Blackstone Crown Resorts Takeover Clears Major Regulatory Hurdle
Posted on: March 29, 2022, 08:13h.
Last updated on: March 29, 2022, 12:49h.
The Blackstone Group’s AU$8.9 billion (US$6.6 billion) takeover of Australian casino firm Crown Resorts passed its first major regulatory hurdle this week.
Crown Resorts revealed today through a regulatory filing made with the Australian Securities Exchange that the $6.6 billion agreement has received written confirmation from the Foreign Investment Review Board (FIRB) expressing no objections to the proposed scheme.
[Crown and Blackstone have] received written confirmation from the Foreign Investment Review Board that the Commonwealth Government has no objection to Blackstone’s proposed acquisition of Crown by way of the proposed Scheme,” the ASX filing said.
FIRB is an Australian governmental agency that reviews major business plans involving foreign persons or companies. FIRB is an independent unit, but its operations are assisted by the Treasury Ministry.
While the board’s functions are advisory only — meaning it cannot singlehandedly block a business deal involving a foreign entity — its recommendations carry heavyweight with other approving agencies.
More Approvals Needed
FIRB blessing Blackstone Group’s acquisition of Crown Resorts should improve the odds of the two entities completing their terms with few headaches. Crown said in its release that the scheme is still subject to numerous other conditions, including approval from gaming regulators and Crown shareholders.
Gaming authorities are expected to welcome the Blackstone takeover. Crown’s reputation has been damaged greatly over the past several years. It was accused of a myriad of issues, such as promoting gambling unlawfully in China.
Crown has since been deemed unsuitable to hold gaming licenses in each of the three Australian states where it does business — New South Wales, Victoria, and Western Australia.
Crown was allowed to retain its casino permits in Victoria and Western Australia, where it owns and operates Crown Melbourne and Crown Perth.

> [Work instructions]
**A)** In the article on Blackstone's Crown Resorts takeover, reproduce the passage starting with "Blackstone Crown Resorts" and going on through "ASX filing said.", swapping "Foreign Investment Review Board" for "Australian foreign investment regulator".
**B)** Do the following statements agree with the article on Blackstone's Crown Resorts takeover? Answer yes or no for each, quoting the words of the article that decide it.
(i) The Foreign Investment Review Board's functions are advisory only.
(ii) The takeover still needs approval from Crown shareholders.
(iii) Crown lost its casino permits in Western Australia.
**C)** Carry the article on Blackstone's Crown Resorts takeover forward, beginning after its final sentence about Crown Melbourne and Crown Perth.

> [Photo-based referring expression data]
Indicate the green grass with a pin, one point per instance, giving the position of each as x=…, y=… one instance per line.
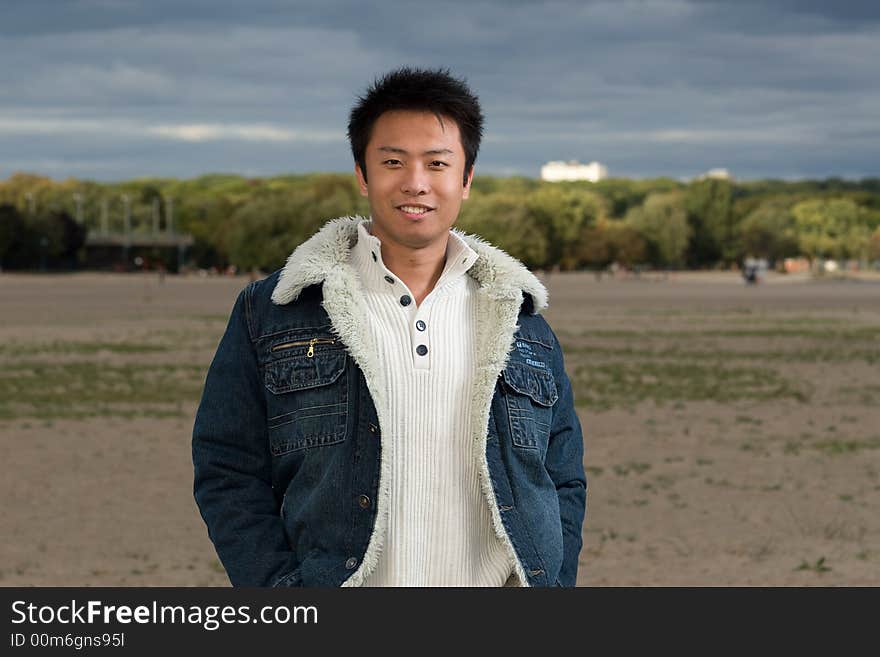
x=85, y=348
x=843, y=353
x=823, y=334
x=88, y=389
x=609, y=385
x=848, y=446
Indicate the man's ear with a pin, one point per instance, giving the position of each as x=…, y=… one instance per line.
x=362, y=179
x=467, y=183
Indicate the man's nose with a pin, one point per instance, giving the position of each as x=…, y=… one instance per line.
x=415, y=182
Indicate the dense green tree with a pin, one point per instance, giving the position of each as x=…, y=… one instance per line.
x=831, y=228
x=769, y=231
x=874, y=245
x=610, y=241
x=709, y=206
x=503, y=220
x=12, y=230
x=562, y=213
x=663, y=222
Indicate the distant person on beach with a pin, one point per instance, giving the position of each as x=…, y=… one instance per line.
x=390, y=408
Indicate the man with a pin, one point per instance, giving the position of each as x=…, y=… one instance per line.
x=389, y=409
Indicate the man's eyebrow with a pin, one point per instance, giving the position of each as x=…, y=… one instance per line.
x=401, y=151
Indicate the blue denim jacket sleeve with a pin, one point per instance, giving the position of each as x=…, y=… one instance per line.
x=564, y=463
x=232, y=465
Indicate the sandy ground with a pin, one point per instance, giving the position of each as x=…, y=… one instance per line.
x=732, y=433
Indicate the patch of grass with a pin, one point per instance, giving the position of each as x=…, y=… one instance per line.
x=623, y=470
x=88, y=389
x=847, y=446
x=823, y=334
x=81, y=348
x=819, y=567
x=610, y=385
x=842, y=353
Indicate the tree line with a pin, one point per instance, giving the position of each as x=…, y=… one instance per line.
x=254, y=223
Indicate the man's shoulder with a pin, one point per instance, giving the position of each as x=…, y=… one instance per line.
x=265, y=316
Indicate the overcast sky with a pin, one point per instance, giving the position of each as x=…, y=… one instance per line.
x=114, y=89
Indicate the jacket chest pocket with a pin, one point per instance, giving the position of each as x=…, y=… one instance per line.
x=530, y=397
x=306, y=393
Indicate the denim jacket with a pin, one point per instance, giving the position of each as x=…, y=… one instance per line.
x=291, y=476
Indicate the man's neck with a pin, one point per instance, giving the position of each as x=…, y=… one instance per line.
x=420, y=269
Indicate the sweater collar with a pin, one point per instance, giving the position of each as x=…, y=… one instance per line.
x=501, y=276
x=366, y=257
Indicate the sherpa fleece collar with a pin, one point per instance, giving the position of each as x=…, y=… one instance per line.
x=499, y=274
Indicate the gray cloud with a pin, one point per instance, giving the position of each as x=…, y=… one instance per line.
x=117, y=88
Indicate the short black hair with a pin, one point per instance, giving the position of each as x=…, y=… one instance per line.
x=416, y=89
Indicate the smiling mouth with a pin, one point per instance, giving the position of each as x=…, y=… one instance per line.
x=414, y=210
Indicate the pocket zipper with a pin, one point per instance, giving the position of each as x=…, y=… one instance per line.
x=311, y=343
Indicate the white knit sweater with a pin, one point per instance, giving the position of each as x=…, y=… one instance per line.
x=439, y=525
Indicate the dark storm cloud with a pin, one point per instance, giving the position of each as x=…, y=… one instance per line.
x=117, y=88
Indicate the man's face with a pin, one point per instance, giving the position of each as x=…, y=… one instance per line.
x=415, y=167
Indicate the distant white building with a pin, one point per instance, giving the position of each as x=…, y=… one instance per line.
x=573, y=170
x=715, y=174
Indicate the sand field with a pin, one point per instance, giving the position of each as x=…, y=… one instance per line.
x=732, y=432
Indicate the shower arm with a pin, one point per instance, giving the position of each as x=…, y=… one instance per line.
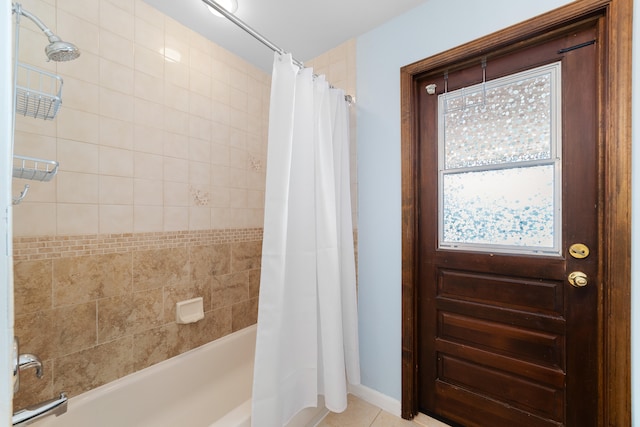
x=18, y=10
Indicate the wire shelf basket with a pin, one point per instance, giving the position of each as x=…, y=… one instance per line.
x=33, y=168
x=38, y=92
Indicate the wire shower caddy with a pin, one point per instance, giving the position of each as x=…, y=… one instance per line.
x=38, y=92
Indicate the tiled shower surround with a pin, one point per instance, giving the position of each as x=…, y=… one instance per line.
x=159, y=197
x=110, y=310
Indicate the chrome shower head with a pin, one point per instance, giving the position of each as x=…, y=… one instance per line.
x=57, y=50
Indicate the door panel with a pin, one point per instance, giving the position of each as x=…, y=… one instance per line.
x=503, y=338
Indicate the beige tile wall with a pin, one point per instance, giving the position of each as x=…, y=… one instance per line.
x=145, y=143
x=93, y=318
x=159, y=196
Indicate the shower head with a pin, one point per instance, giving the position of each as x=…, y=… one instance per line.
x=57, y=50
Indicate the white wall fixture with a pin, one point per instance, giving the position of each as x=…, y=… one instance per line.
x=189, y=311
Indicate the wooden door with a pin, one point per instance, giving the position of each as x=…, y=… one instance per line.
x=503, y=338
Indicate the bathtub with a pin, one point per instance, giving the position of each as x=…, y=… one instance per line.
x=206, y=387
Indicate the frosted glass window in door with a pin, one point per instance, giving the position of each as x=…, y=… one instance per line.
x=499, y=164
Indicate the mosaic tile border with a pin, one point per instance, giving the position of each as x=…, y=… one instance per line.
x=69, y=246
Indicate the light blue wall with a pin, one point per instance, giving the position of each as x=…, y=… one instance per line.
x=429, y=29
x=635, y=220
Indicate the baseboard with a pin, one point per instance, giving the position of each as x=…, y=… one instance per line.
x=374, y=397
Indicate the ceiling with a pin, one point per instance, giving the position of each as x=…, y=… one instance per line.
x=304, y=28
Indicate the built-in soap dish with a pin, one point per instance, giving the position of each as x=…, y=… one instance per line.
x=189, y=311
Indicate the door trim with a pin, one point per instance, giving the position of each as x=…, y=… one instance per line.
x=614, y=314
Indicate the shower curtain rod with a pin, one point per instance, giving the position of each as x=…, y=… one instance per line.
x=256, y=35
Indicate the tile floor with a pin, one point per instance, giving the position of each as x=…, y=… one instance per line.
x=363, y=414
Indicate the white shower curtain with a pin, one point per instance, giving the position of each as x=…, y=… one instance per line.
x=307, y=343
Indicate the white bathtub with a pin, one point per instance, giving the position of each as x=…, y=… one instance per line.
x=206, y=387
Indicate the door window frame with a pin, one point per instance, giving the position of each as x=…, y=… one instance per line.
x=614, y=402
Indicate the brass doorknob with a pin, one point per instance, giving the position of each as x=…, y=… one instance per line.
x=578, y=279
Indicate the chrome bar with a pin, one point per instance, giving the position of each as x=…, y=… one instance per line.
x=262, y=39
x=34, y=413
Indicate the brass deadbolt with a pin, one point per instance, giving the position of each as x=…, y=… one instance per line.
x=578, y=279
x=579, y=250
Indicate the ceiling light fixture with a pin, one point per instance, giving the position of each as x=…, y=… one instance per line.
x=229, y=5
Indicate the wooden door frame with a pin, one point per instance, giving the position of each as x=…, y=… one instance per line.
x=614, y=313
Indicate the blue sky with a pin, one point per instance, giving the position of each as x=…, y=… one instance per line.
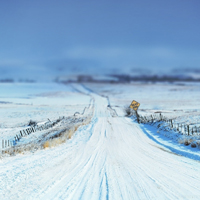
x=99, y=35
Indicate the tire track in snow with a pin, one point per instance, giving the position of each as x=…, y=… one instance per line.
x=111, y=158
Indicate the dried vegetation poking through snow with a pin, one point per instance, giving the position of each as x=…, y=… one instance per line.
x=59, y=134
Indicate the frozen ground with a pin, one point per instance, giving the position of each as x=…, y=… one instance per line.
x=112, y=157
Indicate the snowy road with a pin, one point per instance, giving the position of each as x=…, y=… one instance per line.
x=111, y=158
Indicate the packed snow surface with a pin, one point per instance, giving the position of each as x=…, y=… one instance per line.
x=110, y=158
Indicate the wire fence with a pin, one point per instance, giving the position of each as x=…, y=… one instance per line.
x=182, y=128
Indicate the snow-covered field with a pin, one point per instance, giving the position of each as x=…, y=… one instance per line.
x=110, y=157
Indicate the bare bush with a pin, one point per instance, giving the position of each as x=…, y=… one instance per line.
x=128, y=111
x=32, y=123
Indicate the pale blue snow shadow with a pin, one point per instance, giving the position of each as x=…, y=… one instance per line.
x=161, y=140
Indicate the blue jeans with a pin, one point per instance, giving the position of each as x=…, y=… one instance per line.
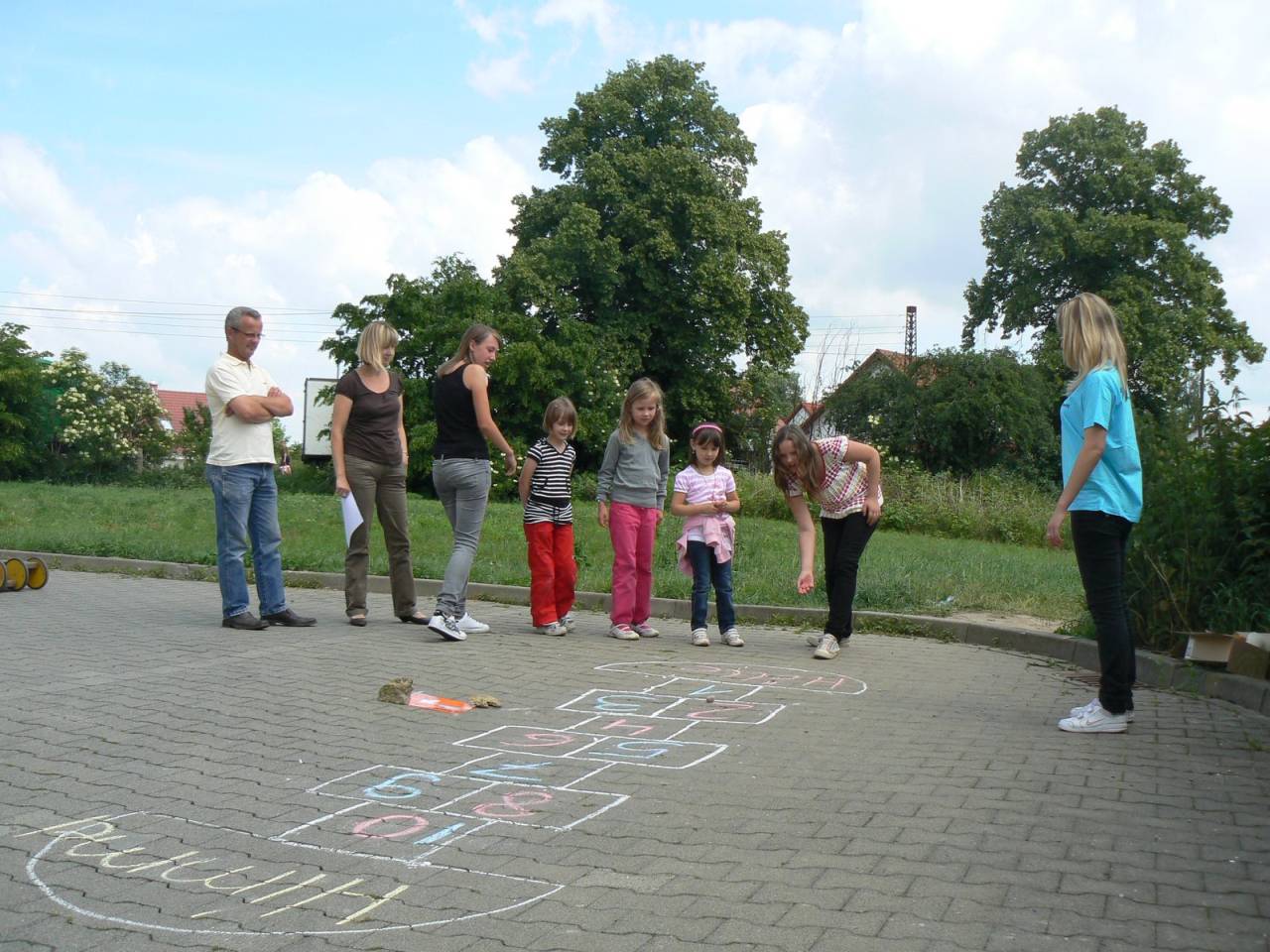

> [Answers to this exercise]
**A)**
Blackstone Crown Resorts Takeover Clears Major Regulatory Hurdle
Posted on: March 29, 2022, 08:13h.
Last updated on: March 29, 2022, 12:49h.
The Blackstone Group’s AU$8.9 billion (US$6.6 billion) takeover of Australian casino firm Crown Resorts passed its first major regulatory hurdle this week.
Crown Resorts revealed today through a regulatory filing made with the Australian Securities Exchange that the $6.6 billion agreement has received written confirmation from the Australian foreign investment regulator (FIRB) expressing no objections to the proposed scheme.
[Crown and Blackstone have] received written confirmation from the Australian foreign investment regulator that the Commonwealth Government has no objection to Blackstone’s proposed acquisition of Crown by way of the proposed Scheme,” the ASX filing said.

**B)**
(i) Yes: "the board’s functions are advisory only"
(ii) Yes: "including approval from gaming regulators and Crown shareholders"
(iii) No: "Crown was allowed to retain its casino permits in Victoria and Western Australia"

**C)**
NSW officials opted to halt issuing Crown its gaming concession for its newly opened Crown Sydney. Crown was given time to satisfy a glut of concerns raised in the NSW inquiry. The VIP casino at Crown Sydney hopes to finally open later this year — nearly two years after the integrated resort opened as a non-gaming destination in December of 2020.
No Stone Unturned
Blackstone, the US-based private equity behemoth, hopes to expand its gaming portfolio to Australia. The company has been extremely bullish on gaming amid the pandemic.
Just prior to COVID-19, Blackstone agreed to acquire the Bellagio from MGM Resorts for $4.25 billion. Blackstone now leases back the operations of the Las Vegas Strip headliner to MGM.
In January of 2020, as the coronavirus was becoming a global concern, Blackstone nonetheless went through with acquiring 49.9% of Mandalay Bay and MGM Grand Las Vegas from MGM. Again, MGM Resorts pays Blackstone rent for its real estate ownership positions in the properties.
Not done yet with gaming, Blackstone struck yet another sale-leaseback scheme with MGM last July to acquire Aria and Vdara for $3.89 billion.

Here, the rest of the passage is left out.